# Provided passage:
==============================

Surgeons at the Leuven university hospital have performed the world’s first successful lung transplant from a patient who had recovered from Covid-19.
The surgery involved taking both lungs from a 72-year-old woman who had been treated for a cerebral haemorrhage, and had been registered as a donor.
The woman had never smoked, but in April this year she had suffered from Covid-19 symptoms for a period of about two weeks. She was never screened for Covid because of testing policy at the time.
She went into self-isolation for two weeks, during which time her husband was admitted to hospital and died from confirmed Covid-19. When later she was admitted to hospital with bleeding on the brain, she was found to test negative for Covid, but had antibodies to show she had previously been infected.
“So far, to our knowledge, there have been no published reports of lung transplantation from a donor with previous COVID-19,” the surgeons write in a paper published yesterday in the journal The Lancet Respiratory Medicine.
Eight days after admission, her heart stopped and she was approved as a donor for transplant, according to her prior request.
The recipient, meanwhile, is 61 years old and suffered from chronic obstructive pulmonary disease (COPD). She had been waiting seven months for a double lung transplant.
COPD is a common degenerative disorder causing difficulty in breathing and cough. The most common cause is smoking.

==============================

# Information provided:
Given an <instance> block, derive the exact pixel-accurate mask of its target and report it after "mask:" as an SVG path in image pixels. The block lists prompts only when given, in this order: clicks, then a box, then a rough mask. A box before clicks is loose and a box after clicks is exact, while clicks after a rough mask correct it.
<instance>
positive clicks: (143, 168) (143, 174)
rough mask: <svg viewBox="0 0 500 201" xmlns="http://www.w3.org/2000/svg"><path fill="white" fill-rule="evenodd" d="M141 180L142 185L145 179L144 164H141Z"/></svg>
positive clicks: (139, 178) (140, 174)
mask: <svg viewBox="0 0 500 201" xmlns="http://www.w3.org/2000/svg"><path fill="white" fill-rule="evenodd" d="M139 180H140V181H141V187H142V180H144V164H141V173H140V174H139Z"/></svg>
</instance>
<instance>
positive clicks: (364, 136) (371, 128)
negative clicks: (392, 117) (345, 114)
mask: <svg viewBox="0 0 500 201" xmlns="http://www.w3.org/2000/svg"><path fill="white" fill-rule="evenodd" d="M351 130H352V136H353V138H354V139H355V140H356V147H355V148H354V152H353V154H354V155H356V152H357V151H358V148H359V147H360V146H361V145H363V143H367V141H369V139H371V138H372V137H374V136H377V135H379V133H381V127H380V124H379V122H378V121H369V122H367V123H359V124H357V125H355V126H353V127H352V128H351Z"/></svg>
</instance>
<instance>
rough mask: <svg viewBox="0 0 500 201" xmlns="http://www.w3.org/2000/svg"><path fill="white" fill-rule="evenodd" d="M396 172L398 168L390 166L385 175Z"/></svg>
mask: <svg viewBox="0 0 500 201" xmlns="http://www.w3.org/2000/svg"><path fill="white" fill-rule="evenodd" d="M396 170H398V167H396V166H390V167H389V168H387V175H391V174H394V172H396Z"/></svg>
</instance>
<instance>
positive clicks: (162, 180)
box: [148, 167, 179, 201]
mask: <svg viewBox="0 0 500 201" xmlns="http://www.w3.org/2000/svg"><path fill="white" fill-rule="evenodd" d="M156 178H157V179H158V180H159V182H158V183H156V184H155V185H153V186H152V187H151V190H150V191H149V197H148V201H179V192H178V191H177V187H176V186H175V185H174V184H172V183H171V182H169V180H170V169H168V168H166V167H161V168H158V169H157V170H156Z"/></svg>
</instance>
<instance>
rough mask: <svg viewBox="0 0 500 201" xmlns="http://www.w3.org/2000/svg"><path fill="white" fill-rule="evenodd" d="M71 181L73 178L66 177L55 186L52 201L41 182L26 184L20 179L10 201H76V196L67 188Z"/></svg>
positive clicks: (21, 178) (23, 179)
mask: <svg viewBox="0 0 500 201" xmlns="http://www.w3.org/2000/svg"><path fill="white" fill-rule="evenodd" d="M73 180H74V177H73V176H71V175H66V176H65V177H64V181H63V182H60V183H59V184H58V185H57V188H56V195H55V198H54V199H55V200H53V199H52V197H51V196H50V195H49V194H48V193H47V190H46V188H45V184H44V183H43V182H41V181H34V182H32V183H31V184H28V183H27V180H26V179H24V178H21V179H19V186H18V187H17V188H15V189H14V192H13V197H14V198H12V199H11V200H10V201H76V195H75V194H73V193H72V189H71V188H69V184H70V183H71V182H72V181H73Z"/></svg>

==============================

Carry on the news report on the lung transplant from a donor who had recovered from Covid-19, starting after its last sentence. The records are separate material and have nothing to do with the news report on the lung transplant.

# Result below:
The donor’s liver was also used for transplantation. The recipient was discharged from hospital 35 days after the operation.
“In contrast to several viral disease outbreaks in the past, such as Ebola, the 2003 SARS-CoV, West Nile virus, or pandemic influenza H1N1, which remained manageable and mostly limited geographically, the ongoing COVID-19 pandemic is unprecedented in modern times,” the authors write. “In the future, more donors will have a history of SARS-CoV-2.”
“The transplant went smoothly and the lung recipient tested negative for the coronavirus afterwards,” lead surgeon Laurens Ceulemans told the VRT.
“There were no complications and after a month the patient was able to leave the hospital in good health. Three months after the operation, the patient is doing very well: the lung function is excellent and the CT scan shows no lung abnormalities.”